#### DATA EXTRACT ####
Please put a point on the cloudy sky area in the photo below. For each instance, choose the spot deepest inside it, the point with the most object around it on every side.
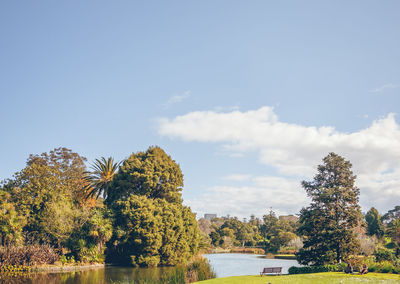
(247, 97)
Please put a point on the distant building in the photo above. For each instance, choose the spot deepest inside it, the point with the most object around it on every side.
(210, 216)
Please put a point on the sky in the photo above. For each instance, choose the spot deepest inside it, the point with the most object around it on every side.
(247, 96)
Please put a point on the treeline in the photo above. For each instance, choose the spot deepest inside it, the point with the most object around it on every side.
(127, 213)
(332, 229)
(271, 233)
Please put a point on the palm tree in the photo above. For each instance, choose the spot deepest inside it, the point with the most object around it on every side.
(97, 180)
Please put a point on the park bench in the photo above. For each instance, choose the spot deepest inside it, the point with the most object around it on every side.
(270, 270)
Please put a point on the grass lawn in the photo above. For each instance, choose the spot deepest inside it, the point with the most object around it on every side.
(326, 277)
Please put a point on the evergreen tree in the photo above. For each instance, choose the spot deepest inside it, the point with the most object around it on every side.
(328, 224)
(374, 223)
(151, 226)
(152, 174)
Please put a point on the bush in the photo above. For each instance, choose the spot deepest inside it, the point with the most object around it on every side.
(384, 254)
(317, 269)
(386, 268)
(27, 255)
(199, 270)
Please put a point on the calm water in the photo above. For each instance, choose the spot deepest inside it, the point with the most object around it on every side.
(237, 264)
(229, 264)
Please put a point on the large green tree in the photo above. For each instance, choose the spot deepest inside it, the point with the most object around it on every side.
(374, 223)
(328, 224)
(152, 174)
(151, 226)
(151, 232)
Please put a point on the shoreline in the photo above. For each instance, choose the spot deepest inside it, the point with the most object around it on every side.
(67, 268)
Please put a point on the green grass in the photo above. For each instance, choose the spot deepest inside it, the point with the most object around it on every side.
(326, 277)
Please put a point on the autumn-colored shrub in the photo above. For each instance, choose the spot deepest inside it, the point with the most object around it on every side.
(29, 255)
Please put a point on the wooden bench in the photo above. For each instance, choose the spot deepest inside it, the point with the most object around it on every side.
(270, 270)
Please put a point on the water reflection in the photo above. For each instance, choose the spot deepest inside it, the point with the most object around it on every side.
(101, 276)
(232, 264)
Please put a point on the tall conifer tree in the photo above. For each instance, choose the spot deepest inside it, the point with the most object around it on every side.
(328, 224)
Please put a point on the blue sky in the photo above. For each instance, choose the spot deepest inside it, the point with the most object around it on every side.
(111, 78)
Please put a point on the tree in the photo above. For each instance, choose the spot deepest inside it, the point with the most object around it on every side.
(374, 223)
(98, 179)
(276, 232)
(48, 192)
(152, 174)
(151, 226)
(151, 232)
(392, 215)
(327, 224)
(11, 222)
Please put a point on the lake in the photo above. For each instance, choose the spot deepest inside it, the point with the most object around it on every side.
(237, 264)
(228, 264)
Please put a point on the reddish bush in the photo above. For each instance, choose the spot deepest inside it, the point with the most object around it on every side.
(27, 255)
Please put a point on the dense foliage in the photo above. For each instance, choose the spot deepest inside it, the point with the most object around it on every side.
(55, 201)
(328, 224)
(152, 174)
(151, 226)
(374, 223)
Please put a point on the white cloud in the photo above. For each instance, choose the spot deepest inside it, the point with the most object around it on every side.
(177, 98)
(295, 150)
(237, 177)
(383, 88)
(283, 195)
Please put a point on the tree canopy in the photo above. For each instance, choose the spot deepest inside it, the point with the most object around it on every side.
(374, 223)
(327, 225)
(152, 174)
####
**WHAT YOU SHOULD DO:** All of the listing above must be output exactly, except for its pictures.

**COMPLETED EXERCISE:**
Please put a point on the cloudy sky area in the photo below. For each instance, choose the spot deepest inside it, the point with the most object around it on every side.
(247, 97)
Please put a point on the distant building in the photo above. For each instance, choose the spot deepest inside it, the point with the most object around it on every side.
(210, 216)
Please put a point on the sky in the photo above. For each instance, choose the spot deepest inside it, the point with the most object around it on every side.
(247, 96)
Please put a point on the treeline in the photo above. For each instance, choose the spot deepest inside it, the point with the most object around it on every side.
(127, 213)
(332, 229)
(271, 233)
Please put a point on the palm tree in the photo above. For each instance, choose the spot deepest inside it, the point with the most object around it on every side.
(97, 180)
Please put a point on the park bench in the photo above. For each instance, choose the spot deepest inside it, the point with the most object around it on every side.
(270, 270)
Please put a point on the grass lawn in the photo above. For each instance, choose the spot deepest inside it, the point with the most object around it on every side.
(326, 277)
Please put a point on the evergreen tree in the photo above. For each instance, choose the spot deepest inside it, the point with the most object around it on every side.
(328, 224)
(374, 223)
(151, 226)
(152, 174)
Please put a point on the bush in the photo above. For each instance, choose the spot deepest inside it, the point with the most object around it on every side.
(384, 254)
(317, 269)
(386, 268)
(27, 255)
(199, 270)
Please put a point on the calm water in the photo above. For each instance, choose the spot deepest inside it, the point with the most object around it on every side.
(237, 264)
(229, 264)
Please put a point on the large green tree in the photo above. For each instance, choose the spot deepest inside it, the point with the most object around it on every side.
(374, 223)
(328, 224)
(152, 174)
(151, 226)
(151, 232)
Please put a point on the shoreline in the photo above. For each instance, choose the spot deepest inside it, the point with the most object around it on every side.
(67, 268)
Please put a point on the green grass in the photo above. For each instance, choose the spot deepest inside it, the point with the most object around it on every side.
(326, 277)
Please put a point on the autumn-colored shrub in the photo above. For each instance, choose the spot deepest inside it, the point with the most object around it on every side.
(29, 255)
Please put a point on the wooden bench in the photo above. For each instance, choose the spot deepest inside it, the point with the most object around it on every side.
(270, 270)
Please put a point on the water reflection in the photo above. For each instance, choose the spot deepest inside it, the point with the most object around it on every side.
(101, 276)
(232, 264)
Please put a point on the tall conifer tree in the photo above. For each instance, choose the spot deepest inside it, the point with the most object around it on every side.
(328, 224)
Please put a point on the blue sky in the photo above. For each instance, choose the spot deepest inside it, the point with the most object around it on every side.
(111, 78)
Please put a point on the tree in the photo above. For each instance, choose the spot deepest inside it, the point with the most object around it on every side.
(374, 223)
(98, 179)
(276, 232)
(48, 192)
(152, 174)
(151, 226)
(151, 232)
(392, 215)
(327, 224)
(11, 222)
Please put a point on the lake in the photo above. For each instance, choose the spot deepest inside it, the point with the most object around it on every side.
(237, 264)
(228, 264)
Please put a point on the reddish bush in the photo above. For each instance, choose the spot deepest inside it, the point with the most object around it on every side.
(27, 255)
Please put a point on the dense foliage in the photo above. For each instance, choose the spot deepest inside it, the point with the most object around it on every side.
(55, 201)
(328, 224)
(152, 174)
(151, 226)
(374, 223)
Please put a point on the white cloud in the photo above. For each instance, choose the spot deepest inside it, the point with the most object around it on every side.
(177, 98)
(295, 150)
(237, 177)
(383, 88)
(283, 195)
Please put a point on the tree canopy in the photo above. For each instance, choose the spot deepest inside it, the point with the most object around it on every side.
(374, 223)
(327, 225)
(152, 174)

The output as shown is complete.